* Problem details *
Output the span of the MAiD committee excerpt that starts at "It was not a" and ends at "the way through.", copied verbatim.

* Source excerpt *
------------------------------

It was not a surprise that the majority of the special joint committee on MAiD recommended that the government “pause indefinitely” on expanding access to those whose sole condition is a grievous or irremediable mental illness. The fix was in on this committee from the start—the chairs were both anti-MAiD advocates, and the Conservative position going in was to be against, while many Liberals have become squeamish. It was also no surprise to see that there were five supplemental or dissenting reports to the main report, most of them from senators on the joint committee, four of whom were keen to call bullshit on the process that was torqued, ignored certain expert witnesses, and where the biased chairs put their thumbs on the scale all the way through.

------------------------------

* Data lines *
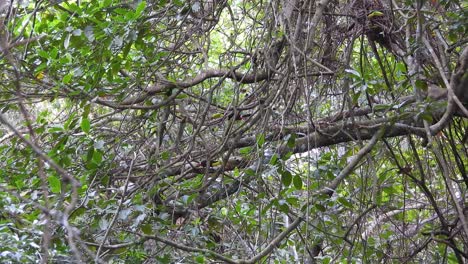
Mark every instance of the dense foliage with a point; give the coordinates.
(234, 131)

------------------------------

* Result for this exercise *
It was not a surprise that the majority of the special joint committee on MAiD recommended that the government “pause indefinitely” on expanding access to those whose sole condition is a grievous or irremediable mental illness. The fix was in on this committee from the start—the chairs were both anti-MAiD advocates, and the Conservative position going in was to be against, while many Liberals have become squeamish. It was also no surprise to see that there were five supplemental or dissenting reports to the main report, most of them from senators on the joint committee, four of whom were keen to call bullshit on the process that was torqued, ignored certain expert witnesses, and where the biased chairs put their thumbs on the scale all the way through.